## Task requirements:
1) Answer these questions from the Playing Tyler review:
(a) Which publisher released Playing Tyler, and on what date?
(b) What is the name of Tyler's older brother, and why is he in rehab?
(c) Which three gaming-related novels did the reviewer read within a month?
2) Write a continuation of the Playing Tyler review that picks up after its final sentence.

## Extract provided:
=== Begin Enclosure ===

Aug 25, 2013

Playing Tyler
by T.L. Costa
Published July 2nd 2013 by Strange Chemistry
Source: ARC from the publisher
My rating: 3 of 5 stars
Goodreads syynopsis: When is a game not a game?
Tyler MacCandless can’t focus, even when he takes his medication. He can’t focus on school, on his future, on a book, on much of anything other than taking care of his older brother, Brandon, who’s in rehab for heroin abuse… again.
Tyler’s dad is dead and his mom has mentally checked out. The only person he can really count on is his Civilian Air Patrol Mentor, Rick. The one thing in life it seems he doesn’t suck at is playing video games and, well, thats probably not going to get him into college.
Just when it seems like his future is on a collision course with a life sentence at McDonald’s, Rick asks him to test a video game. If his score’s high enough, it could earn him a place in flight school and win him the future he was certain that he could never have. And when he falls in love with the game’s designer, the legendary gamer Ani, Tyler thinks his life might finally be turning around.
That is, until Brandon goes MIA from rehab and Tyler and Ani discover that the game is more than it seems. Now Tyler will have to figure out what’s really going on in time to save his brother… and prevent his own future from going down in flames.

I've read three gaming-related novels within a month (Ender's Game, Playing Tyler and Ready Player One) and may have accidentally spoiled Playing Tyler to myself by reading it immediately after Ender's Game. Ah, well.

One reviewer described Playing Tyler as "Ready Player One meets Ender's Game", and I can somewhat agree with that. Truth be told, Playing Tyler doesn't have the fascinating writing and characterization of Ender's Game or the geeky kick I got out of Ready Player One. Playing Tyler is more reality-bound, and the game Tyler plays is more of a trigger for the moral issues laying in the core of Costa's novel.

=== End Enclosure ===

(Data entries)
=== Begin Enclosure ===

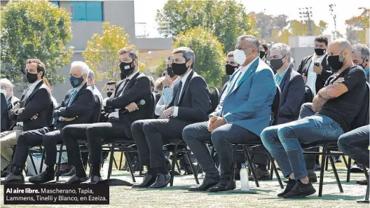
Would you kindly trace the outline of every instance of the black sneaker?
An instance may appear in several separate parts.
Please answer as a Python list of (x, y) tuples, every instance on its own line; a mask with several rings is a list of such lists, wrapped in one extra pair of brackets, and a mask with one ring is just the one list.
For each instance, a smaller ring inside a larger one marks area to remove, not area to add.
[(278, 197), (284, 197), (284, 195), (285, 194), (287, 194), (288, 192), (289, 192), (292, 188), (293, 188), (293, 187), (294, 186), (294, 185), (296, 184), (296, 181), (294, 180), (294, 179), (291, 179), (290, 178), (289, 179), (289, 181), (288, 181), (288, 184), (287, 184), (287, 186), (285, 187), (285, 190), (284, 190), (283, 192), (278, 194)]
[(314, 194), (316, 190), (312, 186), (311, 181), (305, 184), (301, 180), (297, 180), (292, 190), (284, 195), (284, 198), (304, 198), (306, 196)]

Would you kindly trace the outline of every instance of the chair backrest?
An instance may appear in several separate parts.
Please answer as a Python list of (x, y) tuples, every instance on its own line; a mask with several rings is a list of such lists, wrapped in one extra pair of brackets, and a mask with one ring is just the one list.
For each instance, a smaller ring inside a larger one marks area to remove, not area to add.
[(210, 113), (212, 113), (216, 110), (216, 108), (219, 104), (220, 95), (219, 95), (219, 91), (217, 89), (217, 88), (214, 87), (214, 86), (210, 86), (209, 88), (210, 88), (210, 92), (211, 92), (210, 99), (211, 99), (212, 108), (211, 108)]
[(95, 106), (94, 108), (94, 113), (91, 117), (91, 123), (99, 123), (100, 120), (100, 114), (102, 114), (102, 101), (99, 96), (94, 95), (95, 98)]
[(151, 92), (151, 98), (149, 101), (149, 111), (148, 111), (148, 119), (152, 119), (156, 118), (156, 105), (157, 104), (157, 99), (156, 98), (156, 93), (154, 92)]
[(278, 118), (279, 117), (279, 110), (280, 109), (280, 97), (281, 90), (279, 86), (276, 86), (276, 94), (273, 102), (273, 106), (271, 106), (271, 111), (273, 112), (273, 121), (270, 124), (271, 125), (275, 125), (278, 123)]
[(355, 130), (362, 126), (369, 125), (369, 104), (370, 99), (369, 93), (370, 92), (370, 85), (366, 83), (366, 90), (365, 93), (365, 97), (364, 97), (364, 102), (359, 109), (359, 112), (351, 124), (351, 129)]
[(305, 101), (304, 102), (312, 102), (313, 100), (313, 93), (311, 88), (308, 85), (306, 85), (305, 88)]

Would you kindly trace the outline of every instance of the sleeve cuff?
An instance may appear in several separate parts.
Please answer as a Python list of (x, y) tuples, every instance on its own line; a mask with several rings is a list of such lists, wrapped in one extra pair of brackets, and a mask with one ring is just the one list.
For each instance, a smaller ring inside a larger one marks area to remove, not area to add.
[(179, 115), (179, 107), (176, 106), (174, 107), (174, 113), (173, 117), (177, 117), (177, 115)]

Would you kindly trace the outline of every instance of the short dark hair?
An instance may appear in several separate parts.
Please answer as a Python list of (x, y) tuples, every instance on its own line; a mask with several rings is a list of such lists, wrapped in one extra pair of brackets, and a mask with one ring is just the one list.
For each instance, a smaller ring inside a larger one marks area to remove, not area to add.
[(325, 43), (325, 46), (327, 46), (328, 45), (328, 39), (327, 39), (327, 37), (325, 36), (323, 36), (323, 35), (320, 35), (318, 36), (316, 36), (315, 38), (315, 42), (319, 42), (319, 43)]
[(116, 83), (117, 83), (116, 81), (109, 81), (109, 82), (107, 83), (107, 85), (116, 85)]
[(40, 61), (40, 60), (38, 60), (38, 59), (29, 59), (26, 62), (26, 64), (37, 64), (37, 73), (42, 71), (43, 75), (41, 78), (43, 78), (43, 76), (45, 76), (45, 64), (41, 62), (41, 61)]
[(267, 43), (265, 41), (265, 40), (262, 39), (262, 40), (259, 41), (259, 44), (261, 46), (262, 46), (262, 48), (263, 48), (263, 49), (265, 49), (265, 52), (267, 53), (267, 52), (268, 50), (268, 47), (267, 46)]

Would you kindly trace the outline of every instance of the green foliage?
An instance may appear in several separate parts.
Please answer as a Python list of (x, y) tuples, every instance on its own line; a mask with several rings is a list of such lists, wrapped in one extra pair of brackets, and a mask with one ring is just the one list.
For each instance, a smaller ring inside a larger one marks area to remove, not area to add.
[(170, 22), (174, 36), (194, 27), (209, 29), (224, 45), (224, 53), (235, 49), (239, 36), (259, 34), (253, 29), (255, 19), (235, 1), (168, 1), (158, 11), (156, 20)]
[(221, 88), (225, 75), (224, 64), (226, 55), (222, 44), (210, 29), (196, 27), (186, 32), (180, 32), (174, 43), (174, 48), (186, 46), (196, 54), (196, 71), (201, 75), (209, 85)]
[(73, 55), (66, 9), (44, 0), (11, 1), (1, 7), (1, 77), (22, 83), (27, 60), (38, 58), (46, 64), (50, 84), (64, 81), (57, 72)]

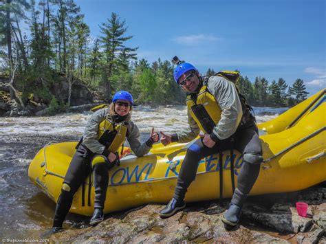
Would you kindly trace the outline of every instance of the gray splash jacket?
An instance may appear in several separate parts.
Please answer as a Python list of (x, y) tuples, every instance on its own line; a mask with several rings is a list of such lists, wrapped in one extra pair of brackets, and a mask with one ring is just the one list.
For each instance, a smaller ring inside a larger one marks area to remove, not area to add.
[[(83, 143), (91, 151), (97, 154), (102, 154), (105, 146), (98, 142), (98, 126), (107, 117), (111, 118), (109, 108), (98, 110), (93, 113), (88, 120), (84, 135)], [(131, 120), (128, 121), (128, 136), (127, 137), (131, 150), (137, 157), (141, 157), (149, 152), (151, 146), (146, 143), (140, 143), (140, 134), (138, 127)], [(115, 152), (112, 152), (115, 153)]]
[[(207, 82), (208, 91), (214, 96), (221, 110), (221, 120), (213, 129), (219, 140), (230, 137), (237, 130), (242, 118), (242, 107), (235, 85), (223, 77), (211, 76)], [(195, 139), (200, 129), (188, 111), (188, 127), (177, 133), (179, 142)]]

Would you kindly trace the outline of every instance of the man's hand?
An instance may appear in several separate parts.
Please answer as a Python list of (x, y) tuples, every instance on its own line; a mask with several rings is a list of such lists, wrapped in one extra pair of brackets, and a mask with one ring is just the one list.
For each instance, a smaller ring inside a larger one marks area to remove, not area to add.
[(160, 137), (158, 136), (158, 133), (157, 132), (154, 132), (154, 127), (152, 127), (152, 131), (151, 132), (150, 135), (151, 140), (153, 142), (157, 142), (160, 140)]
[(206, 146), (209, 147), (210, 148), (213, 147), (215, 144), (215, 142), (210, 139), (208, 134), (204, 135), (203, 143)]
[(114, 153), (110, 153), (110, 154), (109, 154), (109, 156), (107, 156), (107, 159), (109, 159), (110, 163), (112, 163), (113, 162), (114, 162), (114, 160), (116, 160), (116, 158), (117, 158), (117, 156)]
[(161, 142), (163, 145), (166, 146), (172, 142), (171, 136), (170, 135), (166, 135), (162, 131), (160, 131), (162, 135)]

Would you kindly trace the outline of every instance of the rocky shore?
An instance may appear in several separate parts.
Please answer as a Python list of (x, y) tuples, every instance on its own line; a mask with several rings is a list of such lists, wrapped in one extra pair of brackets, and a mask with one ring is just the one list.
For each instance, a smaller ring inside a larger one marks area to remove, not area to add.
[[(8, 80), (0, 76), (0, 82), (6, 84)], [(0, 86), (0, 117), (45, 116), (63, 112), (80, 112), (98, 104), (94, 103), (98, 94), (91, 92), (80, 80), (76, 80), (72, 85), (70, 106), (67, 107), (68, 90), (67, 78), (62, 75), (51, 87), (50, 93), (54, 100), (50, 98), (45, 102), (33, 94), (24, 101), (23, 107), (17, 98), (10, 98), (8, 86)], [(21, 93), (19, 94), (21, 96)]]
[[(50, 237), (75, 243), (326, 243), (326, 181), (305, 190), (252, 197), (241, 221), (226, 228), (221, 217), (230, 199), (192, 203), (183, 211), (161, 219), (161, 205), (149, 204), (109, 214), (95, 227), (70, 228)], [(298, 215), (296, 201), (309, 204), (306, 218)], [(88, 219), (85, 218), (85, 222)]]

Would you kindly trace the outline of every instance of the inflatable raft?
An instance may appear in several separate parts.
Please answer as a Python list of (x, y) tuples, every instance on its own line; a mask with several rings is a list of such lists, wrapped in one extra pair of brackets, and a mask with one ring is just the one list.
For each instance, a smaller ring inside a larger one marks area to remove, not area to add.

=== End Enclosure ===

## Answers in order:
1)
(a) Strange Chemistry, on July 2nd 2013.
(b) Brandon; he is in rehab for heroin abuse.
(c) Ender's Game, Playing Tyler and Ready Player One.

2)
Tyler is rather anti-social teenager with ADHD to whom the world of video games makes more sense than real life. It's also an escape from a messed-up situation at home. Costa uses a specific way of writing (no commas or periods, run-on and broken sentences) to illustrate Tyler's way of thinking. I warmed up to Tyler instantly, so much so that I decided to forgive him committing the deadly sin of YA: a bad case of insta-love.

Costa does something ...interesting, and I don't know how to approach it without spoiling something in the plot for you. In the broadest of terms, both Tyler and Ani are participating in something that gets real people killed, and both of them are living with the consequences and 9/11 and its aftermath. It makes them rather conflicted characters, yet I don't know how I feel about it. There was too little meat to it and I failed to see some stance, some solid opinion. Maybe Costa was afraid of burdening a YA novel with politics? Don't know.

In the bottom line, I was slightly disappointed because I entered the book with very high expectations. Nonetheless, it grabbed my attention and kept me on the edge for most of the time. Give it a shot.